*Instructions for the task*. Locate each line in the listing below that contains the word "Give" and copy those lines in full. Case counts, so match the capitalization.

==== Records supplied

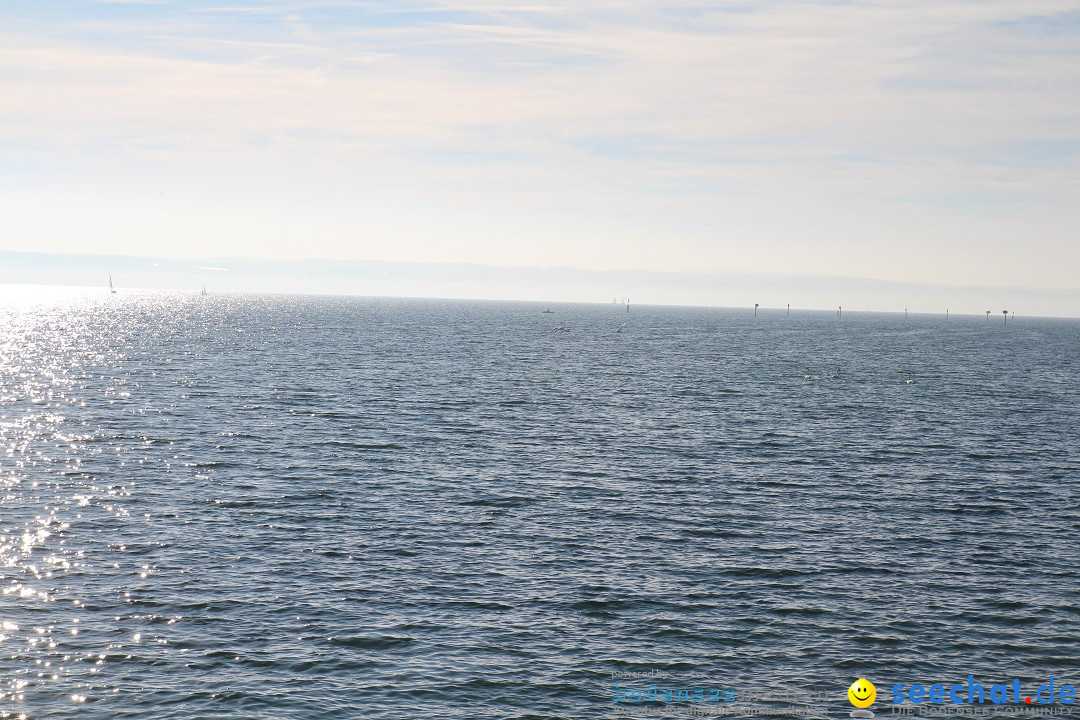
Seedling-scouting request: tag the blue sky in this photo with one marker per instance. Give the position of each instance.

========
==== Records supplied

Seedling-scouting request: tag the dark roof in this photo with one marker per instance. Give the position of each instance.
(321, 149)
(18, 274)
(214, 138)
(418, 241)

========

*Reply*.
Seedling-scouting request: tag the blue sky in this photo with one marker per instance. Give the position of each instance.
Seedling-scouting request: tag the dark roof in this photo with one marker per instance. Give the position of each instance.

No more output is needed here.